# What to produce:
Switch every "uniform trousers" in the listing below to "uniform pants" and write out the whole listing again with nothing else changed. Leave out the pictures.

# Data entries:
◇ ◇ ◇ ◇ ◇ ◇ ◇

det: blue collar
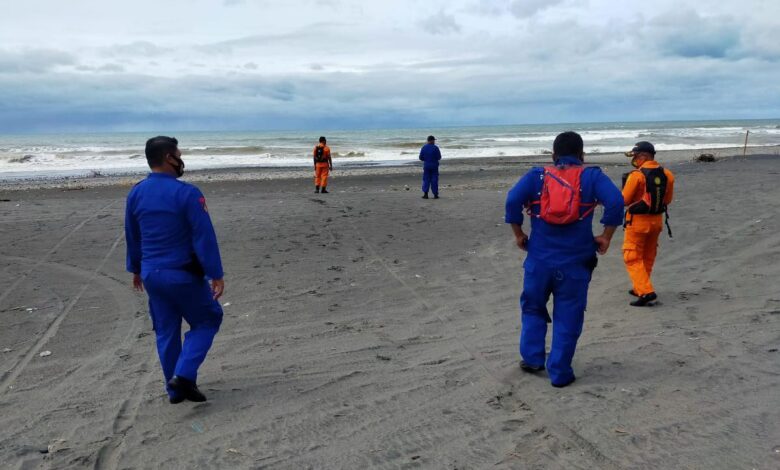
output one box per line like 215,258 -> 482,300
555,155 -> 582,165
148,172 -> 176,179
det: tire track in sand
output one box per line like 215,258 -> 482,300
0,229 -> 124,397
0,201 -> 118,308
339,201 -> 619,469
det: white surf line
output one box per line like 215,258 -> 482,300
0,231 -> 124,396
0,201 -> 116,305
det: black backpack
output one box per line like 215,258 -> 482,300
623,167 -> 672,237
314,145 -> 328,163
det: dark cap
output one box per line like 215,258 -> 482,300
626,140 -> 655,157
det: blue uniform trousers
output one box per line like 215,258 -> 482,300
144,269 -> 222,395
520,260 -> 591,385
423,168 -> 439,196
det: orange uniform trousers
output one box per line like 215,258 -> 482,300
314,162 -> 330,188
623,214 -> 663,295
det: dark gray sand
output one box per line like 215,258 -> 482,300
0,156 -> 780,469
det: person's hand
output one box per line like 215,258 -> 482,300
211,279 -> 225,300
593,235 -> 611,255
515,233 -> 528,251
593,226 -> 617,255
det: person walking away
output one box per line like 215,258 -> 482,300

◇ ◇ ◇ ◇ ◇ ◇ ◇

# Worked solution:
det: blue collar
output one box per line like 215,258 -> 482,300
555,155 -> 582,165
148,172 -> 176,179
det: tire track in sand
output one box per line like 215,258 -> 482,300
0,229 -> 124,397
0,201 -> 118,308
339,201 -> 619,469
det: white surf line
output one box per line like 215,258 -> 482,300
0,231 -> 124,396
0,201 -> 116,305
det: black backpack
output one box per line like 215,258 -> 482,300
623,167 -> 672,237
314,145 -> 328,163
det: dark cap
output one box per line like 215,258 -> 482,300
626,140 -> 655,157
det: blue uniform pants
output one box per line like 215,258 -> 482,300
144,269 -> 222,395
520,260 -> 591,385
423,168 -> 439,196
det: orange uniform pants
output one box per line like 215,258 -> 482,300
314,162 -> 330,188
623,214 -> 663,295
det: dark gray sand
output one box per line like 215,258 -> 482,300
0,156 -> 780,469
det: person's hand
output one box per line like 215,258 -> 482,300
211,279 -> 225,300
593,235 -> 611,255
515,233 -> 528,251
593,226 -> 617,255
det: person walking away
output one box per line like 215,258 -> 482,300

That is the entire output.